Les Courtillières : trois cités mais un seul quartier
Depuis que je suis née, j’habite ici aux Courti. Pourquoi les Courti ? Car le nom est trop long donc on l’a raccourci. Les Courtillières, c’est comme une ville : il y a trois cités dans une cité. Il y a les Serpentins, des bâtiments en forme de serpent ; les Tours, qui sont blanches et marron ; et les Fonds d’Eaubonne, qui sont aussi des tours marron, il y a juste une route qui les sépare. Moi, j’habite dans les Fonds d’Eaubonne.
Un jour, les jeunes de mon âge jouaient au foot au City. Nous les filles, on était sur les bancs et on les regardait jouer… Et c’est comme ça qu’on a vu notre quartier être divisé en trois cités : pour faire les équipes, les anciens ont fait en fonction d’où les joueurs habitaient. Tout ça parce qu’avant, les anciens ne traînaient pas tous ensemble. Mais les gens de mon âge n’ont pas pris le même chemin. Maintenant, on traîne vraiment tous ensemble grâce au collège.
-=-=-
CONSIGNE: Rédigez la suite du texte sur le quartier des Courtillières en reprenant juste après sa dernière phrase.

MATÉRIEL PRÉSENTÉ:
-=-=-
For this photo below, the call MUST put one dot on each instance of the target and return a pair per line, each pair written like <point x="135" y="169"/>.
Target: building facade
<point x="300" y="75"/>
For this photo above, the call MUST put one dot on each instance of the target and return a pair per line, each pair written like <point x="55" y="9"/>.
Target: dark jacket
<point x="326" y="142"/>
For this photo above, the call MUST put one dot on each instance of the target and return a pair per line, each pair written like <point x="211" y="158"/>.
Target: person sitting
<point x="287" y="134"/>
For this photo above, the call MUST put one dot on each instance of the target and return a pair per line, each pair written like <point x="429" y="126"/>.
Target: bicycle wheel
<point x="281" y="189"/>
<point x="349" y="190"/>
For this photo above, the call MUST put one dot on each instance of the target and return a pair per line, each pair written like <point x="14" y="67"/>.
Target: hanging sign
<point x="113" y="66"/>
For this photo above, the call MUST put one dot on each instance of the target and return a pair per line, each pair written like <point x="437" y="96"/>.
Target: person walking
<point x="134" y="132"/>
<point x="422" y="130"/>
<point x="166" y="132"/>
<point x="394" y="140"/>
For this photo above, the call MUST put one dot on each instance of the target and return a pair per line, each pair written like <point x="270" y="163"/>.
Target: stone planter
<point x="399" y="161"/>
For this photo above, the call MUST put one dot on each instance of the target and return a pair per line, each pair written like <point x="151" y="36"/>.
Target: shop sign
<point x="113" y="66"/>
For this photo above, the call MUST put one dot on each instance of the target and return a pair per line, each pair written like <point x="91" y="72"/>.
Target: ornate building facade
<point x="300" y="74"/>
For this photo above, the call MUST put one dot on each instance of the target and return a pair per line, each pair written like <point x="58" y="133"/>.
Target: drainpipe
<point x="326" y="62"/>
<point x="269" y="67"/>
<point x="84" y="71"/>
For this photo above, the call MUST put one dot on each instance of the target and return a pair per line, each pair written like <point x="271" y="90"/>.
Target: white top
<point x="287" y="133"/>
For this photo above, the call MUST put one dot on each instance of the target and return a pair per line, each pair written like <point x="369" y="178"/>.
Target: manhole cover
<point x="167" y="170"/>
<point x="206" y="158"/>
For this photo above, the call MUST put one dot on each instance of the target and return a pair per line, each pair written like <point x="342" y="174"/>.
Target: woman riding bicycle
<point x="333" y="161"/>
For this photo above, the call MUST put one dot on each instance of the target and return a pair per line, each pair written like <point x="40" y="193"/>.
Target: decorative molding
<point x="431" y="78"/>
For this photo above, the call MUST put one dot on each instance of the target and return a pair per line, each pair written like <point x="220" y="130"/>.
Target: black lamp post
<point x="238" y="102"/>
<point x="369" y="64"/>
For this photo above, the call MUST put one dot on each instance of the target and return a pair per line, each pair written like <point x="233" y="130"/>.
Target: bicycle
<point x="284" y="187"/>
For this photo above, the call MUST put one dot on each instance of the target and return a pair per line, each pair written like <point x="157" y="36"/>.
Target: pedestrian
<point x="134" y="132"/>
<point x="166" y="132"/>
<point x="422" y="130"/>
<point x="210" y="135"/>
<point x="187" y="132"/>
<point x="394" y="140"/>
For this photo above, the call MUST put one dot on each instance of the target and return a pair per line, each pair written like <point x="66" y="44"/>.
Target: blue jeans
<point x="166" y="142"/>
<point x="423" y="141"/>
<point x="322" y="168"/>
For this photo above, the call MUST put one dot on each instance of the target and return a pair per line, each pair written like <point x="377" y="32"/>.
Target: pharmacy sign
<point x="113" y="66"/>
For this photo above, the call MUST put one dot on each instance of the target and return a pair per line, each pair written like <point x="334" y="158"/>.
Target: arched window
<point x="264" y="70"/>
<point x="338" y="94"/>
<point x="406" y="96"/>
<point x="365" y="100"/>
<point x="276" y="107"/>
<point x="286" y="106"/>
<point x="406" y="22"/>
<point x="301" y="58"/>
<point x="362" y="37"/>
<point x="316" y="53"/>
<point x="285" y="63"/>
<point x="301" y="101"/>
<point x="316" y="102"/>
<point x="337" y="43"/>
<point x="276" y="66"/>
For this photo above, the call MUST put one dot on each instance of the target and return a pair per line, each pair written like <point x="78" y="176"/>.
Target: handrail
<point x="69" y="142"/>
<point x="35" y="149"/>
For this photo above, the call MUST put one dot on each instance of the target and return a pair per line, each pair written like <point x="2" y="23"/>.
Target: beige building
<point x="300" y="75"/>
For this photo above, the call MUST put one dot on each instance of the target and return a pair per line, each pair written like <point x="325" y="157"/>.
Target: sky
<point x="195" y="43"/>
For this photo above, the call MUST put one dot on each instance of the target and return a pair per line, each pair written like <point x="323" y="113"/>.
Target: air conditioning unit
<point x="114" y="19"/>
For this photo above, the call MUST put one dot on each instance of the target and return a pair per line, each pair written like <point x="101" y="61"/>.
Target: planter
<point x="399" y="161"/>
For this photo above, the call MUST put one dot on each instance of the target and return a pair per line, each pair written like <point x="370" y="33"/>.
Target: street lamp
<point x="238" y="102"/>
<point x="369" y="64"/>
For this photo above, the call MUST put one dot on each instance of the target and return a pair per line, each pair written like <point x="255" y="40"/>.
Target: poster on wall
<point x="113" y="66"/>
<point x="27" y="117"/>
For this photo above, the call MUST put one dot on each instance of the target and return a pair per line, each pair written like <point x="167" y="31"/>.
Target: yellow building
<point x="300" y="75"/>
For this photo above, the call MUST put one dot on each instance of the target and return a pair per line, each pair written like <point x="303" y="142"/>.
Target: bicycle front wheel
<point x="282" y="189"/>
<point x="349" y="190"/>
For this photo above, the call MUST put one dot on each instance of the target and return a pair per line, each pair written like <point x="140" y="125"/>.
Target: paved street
-=-=-
RÉPONSE ATTENDUE:
Il y avait deux primaires aux Courti : une qui s’appelle Jean Jaurès et une autre, Marcel Cachin. À Jean Jaurès, il y avait ceux qui habitent aux Tours et aux Serpentins les plus collés à l’école ; et à Marcel Cachin, ceux qui habitent aux Fonds d’Eaubonne et à l’arrière des Serpentins. Comme je vous ai dit, la cité, c’est comme une ville… et moi, j’étais à Jaurès.
Petits, on ne pouvait se voir qu’à l’association ou au foot
Avec certaines filles de Marcel Cachin, on s’est connues grâce à l’association Pierre de Lune. À force de se voir tous les mercredis, on a fini par créer des liens. Dans cette association, on faisait de la danse, de la pâtisserie et des sorties loisirs. D’ailleurs, on ne se quitte plus. Et les garçons… vous connaissez les garçons ! C’est grâce au foot qu’ils se sont connus. Ils ont tous commencé à l’OFCP : c’est un club de foot à Pantin. Même si, au fil du temps, ils ont presque tous fini par changer de club. Il y en a qui sont partis à la FB, c’est un club à Bobigny ; d’autres à la FCMA, un club à Aubervilliers.
Le quartier des Courtillières a fini d’être rénové en 2018, ce qui ne fait pas l’unanimité parmi les habitant·e·s. « Ce n’est pas en mettant des fleurs ici ou là que tout va changer », exprimait Marie-José au micro du Parisien.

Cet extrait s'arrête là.